§ TASK TO CARRY OUT
Your task is to copy each line in the listing that includes the word "could".

§ DATA FOR THIS EXERCISE
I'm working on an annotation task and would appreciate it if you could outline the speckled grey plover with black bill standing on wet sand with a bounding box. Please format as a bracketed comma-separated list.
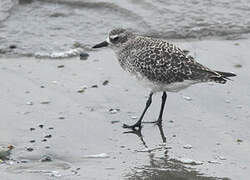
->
[93, 28, 236, 130]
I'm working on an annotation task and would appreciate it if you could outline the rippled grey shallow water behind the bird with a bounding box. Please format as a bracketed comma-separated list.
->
[0, 0, 250, 57]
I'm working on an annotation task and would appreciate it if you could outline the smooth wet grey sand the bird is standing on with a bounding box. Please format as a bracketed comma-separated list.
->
[0, 37, 250, 180]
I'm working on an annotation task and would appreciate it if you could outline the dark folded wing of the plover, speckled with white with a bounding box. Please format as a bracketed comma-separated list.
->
[131, 37, 224, 83]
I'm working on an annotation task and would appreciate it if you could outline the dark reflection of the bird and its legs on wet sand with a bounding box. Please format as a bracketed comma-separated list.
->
[124, 125, 229, 180]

§ WRITTEN SOLUTION
I'm working on an annotation task and would appreciate it if you could outline the speckled grey plover with black bill standing on wet sand with a bounding box. Please format as a bracketed comma-separated list.
I'm working on an annotation task and would appreciate it if you could outline the rippled grey shallow water behind the bird with a bounding box. Please format as a bracketed comma-separated list.
I'm working on an annotation task and would appreciate it if you could outline the smooth wet grey sand the bird is standing on with a bounding box. Please format as a bracketed comma-separated list.
I'm working on an annotation task and would appreciate it if you could outline the dark folded wing of the plover, speckled with white with a bounding box. Please format as a bracketed comma-separated list.
I'm working on an annotation task and would appreciate it if you could outline the dark reflection of the bird and its legs on wet sand with a bounding box. Please format as a bracketed comma-separated list.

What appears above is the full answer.